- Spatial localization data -

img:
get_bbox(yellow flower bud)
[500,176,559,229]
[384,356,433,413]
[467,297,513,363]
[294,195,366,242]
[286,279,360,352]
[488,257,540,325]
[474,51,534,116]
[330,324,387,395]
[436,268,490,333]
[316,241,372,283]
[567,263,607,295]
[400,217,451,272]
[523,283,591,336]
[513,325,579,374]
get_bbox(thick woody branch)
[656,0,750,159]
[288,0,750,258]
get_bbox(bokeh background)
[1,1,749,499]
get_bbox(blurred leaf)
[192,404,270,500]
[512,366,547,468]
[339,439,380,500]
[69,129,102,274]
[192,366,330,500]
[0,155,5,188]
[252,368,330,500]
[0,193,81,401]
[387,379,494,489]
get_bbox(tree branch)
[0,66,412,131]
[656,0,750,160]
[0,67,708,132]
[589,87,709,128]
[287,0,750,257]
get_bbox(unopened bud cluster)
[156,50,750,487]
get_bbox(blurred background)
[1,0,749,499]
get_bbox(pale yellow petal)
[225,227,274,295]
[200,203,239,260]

- Exercise aim -
The lines above should be duplicated exactly.

- Solved problem -
img:
get_bbox(yellow flower bud)
[500,176,559,229]
[384,356,433,413]
[467,297,513,363]
[294,195,366,242]
[286,279,360,352]
[488,257,540,325]
[474,51,534,116]
[330,324,387,395]
[436,268,490,333]
[316,241,372,283]
[567,263,607,295]
[400,217,451,272]
[523,283,591,336]
[513,325,579,374]
get_bbox(thick woody branch)
[656,0,750,159]
[288,0,750,258]
get_bbox(bokeh background)
[1,1,749,499]
get_bbox(blurred leaf)
[192,404,270,500]
[512,366,547,468]
[339,439,380,500]
[69,129,102,274]
[192,366,330,500]
[0,155,5,188]
[252,368,330,500]
[0,193,81,401]
[387,379,494,489]
get_bbox(tree branch)
[0,66,412,131]
[656,0,750,160]
[0,67,708,132]
[589,87,709,128]
[287,0,750,257]
get_bbox(unopened bud cluster)
[156,50,750,487]
get_bbox(blurred background)
[1,0,749,499]
get_bbox(pale yellow petal)
[225,227,274,295]
[200,203,239,260]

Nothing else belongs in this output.